Direction:
Extract every line below, verbatim.

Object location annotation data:
** START **

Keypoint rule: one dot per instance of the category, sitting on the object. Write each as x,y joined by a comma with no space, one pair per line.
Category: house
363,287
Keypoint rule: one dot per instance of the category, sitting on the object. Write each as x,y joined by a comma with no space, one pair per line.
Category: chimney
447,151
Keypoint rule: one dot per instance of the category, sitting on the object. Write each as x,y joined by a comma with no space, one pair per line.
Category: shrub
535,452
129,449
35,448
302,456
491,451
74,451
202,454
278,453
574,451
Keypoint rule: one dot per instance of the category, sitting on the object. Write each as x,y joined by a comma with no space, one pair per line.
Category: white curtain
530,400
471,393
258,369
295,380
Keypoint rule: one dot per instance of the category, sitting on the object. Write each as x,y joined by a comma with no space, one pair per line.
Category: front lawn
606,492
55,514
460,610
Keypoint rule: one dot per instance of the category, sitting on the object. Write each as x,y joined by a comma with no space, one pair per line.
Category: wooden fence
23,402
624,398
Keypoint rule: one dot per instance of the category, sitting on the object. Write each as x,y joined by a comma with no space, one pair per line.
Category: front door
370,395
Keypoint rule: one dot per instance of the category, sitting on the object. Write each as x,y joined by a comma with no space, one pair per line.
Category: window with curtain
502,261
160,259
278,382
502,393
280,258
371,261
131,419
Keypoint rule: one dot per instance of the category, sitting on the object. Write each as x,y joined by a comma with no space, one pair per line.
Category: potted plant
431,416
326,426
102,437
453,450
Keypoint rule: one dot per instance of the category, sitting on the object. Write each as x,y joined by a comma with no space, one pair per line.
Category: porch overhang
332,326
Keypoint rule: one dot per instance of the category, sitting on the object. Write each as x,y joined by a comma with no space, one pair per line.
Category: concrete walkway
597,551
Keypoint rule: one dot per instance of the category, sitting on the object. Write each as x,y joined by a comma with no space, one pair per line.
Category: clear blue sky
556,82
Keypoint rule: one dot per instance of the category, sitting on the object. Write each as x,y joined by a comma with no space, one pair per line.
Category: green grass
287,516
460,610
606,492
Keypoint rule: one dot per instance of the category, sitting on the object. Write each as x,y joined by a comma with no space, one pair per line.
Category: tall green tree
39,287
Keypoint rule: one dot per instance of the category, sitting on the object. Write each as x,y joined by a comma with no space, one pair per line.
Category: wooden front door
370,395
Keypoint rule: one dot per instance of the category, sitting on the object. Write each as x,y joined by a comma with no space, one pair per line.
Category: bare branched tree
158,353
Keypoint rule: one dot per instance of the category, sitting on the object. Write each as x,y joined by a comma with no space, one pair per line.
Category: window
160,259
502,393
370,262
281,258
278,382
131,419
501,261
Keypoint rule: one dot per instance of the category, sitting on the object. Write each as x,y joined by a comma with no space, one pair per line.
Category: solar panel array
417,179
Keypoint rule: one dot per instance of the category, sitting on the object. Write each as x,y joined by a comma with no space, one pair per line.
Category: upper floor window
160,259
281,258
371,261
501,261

** END **

Solution for this exercise:
Keypoint rule: one dot per instance of the category, sitting on the object. Write each as x,y joined by a comma with no space, one pair per line.
Category: house
363,287
Keypoint rule: one dot per instance of the category, sitting on the object. Write each as x,y joined by a comma with no space, one pair per line.
Category: chimney
447,151
Keypoint rule: one dot per instance of the category, sitting on the object. Write each as x,y joined by a comma with no space, one pair per line.
Category: shrub
535,452
129,449
35,448
302,456
491,451
74,451
202,454
278,453
574,451
Keypoint rule: one dot per instance of the category, sitting on the object. Write each as x,y joined by a comma with no space, one pair per line.
Category: white curtain
530,400
471,393
258,369
295,380
Keypoint rule: one dot per instance of the category, sitting on the object. Write each as x,y joined by a comma with no space, one pair per line.
Category: front lawn
606,492
55,514
460,610
Keypoint rule: one dot per instance of the category, sitting on the object. Write each as x,y joined by a comma with no space, one pair per line.
Category: wooden fence
23,402
624,398
Keypoint rule: one dot per instance of the category, sitting on the object. Write each as x,y joined by a comma with no space, one pair per line.
Category: front door
370,395
Keypoint rule: one dot per instance of the category, sitting on the object. Write each as x,y joined by a comma with no space, one pair per line.
Category: window with curtain
502,261
160,259
278,382
502,393
280,258
371,261
131,419
Keypoint rule: one dot per instance of the category, sitting on the object. Write each as x,y joined by a comma with no space, one pair per line.
Category: potted plant
431,416
326,426
102,437
453,450
Keypoint rule: one dot per instance of the category, sitting on the object. Write each as x,y joined by a comma with no space, one pair per line.
Category: porch overhang
332,326
Keypoint rule: one dot per instance of the category, sitting on the object. Write each as x,y joined by a comma with no space, one pair per line.
Category: concrete walkway
597,551
Keypoint rule: one dot per instance of the category, sitting on the object. Write each as x,y joined by a comma with no space, one pair per line.
Category: clear blue sky
556,82
Keypoint rule: one dot per instance of the category, sitting on the object. Write each as x,y joined by a comma with no space, one pair per line.
Category: green grass
287,516
460,610
606,492
Keypoint rule: one dot per instance of the category, sitting on the object. Write each as x,y joined by a comma with no space, one pair per line.
Category: tall green tree
39,287
Keypoint rule: one dot per instance of the category, sitting on the object. Write each as x,y joined by a comma with no space, one pair per line.
Category: wooden front door
370,395
Keypoint rule: one dot per instance of the category, sitting on the object. Write each as x,y joined by a comma with no space, one pair per line.
Category: bare branched tree
158,353
Keypoint rule: one dot per instance of the category, sitting on the object. Write each as x,y joined by a comma with no space, one pair per line.
Category: window
160,259
502,393
370,262
281,258
278,382
131,419
501,261
Keypoint rule: one dot per instance of the category, sitting on the object. Write each as x,y joined by a comma with no space, one pair per line.
Category: solar panel array
417,179
Keypoint rule: one dot per instance of the category, sitting on the object. Write each as x,y joined by a comma with no space, one pair per line.
Category: upper floor window
160,259
281,258
371,261
501,261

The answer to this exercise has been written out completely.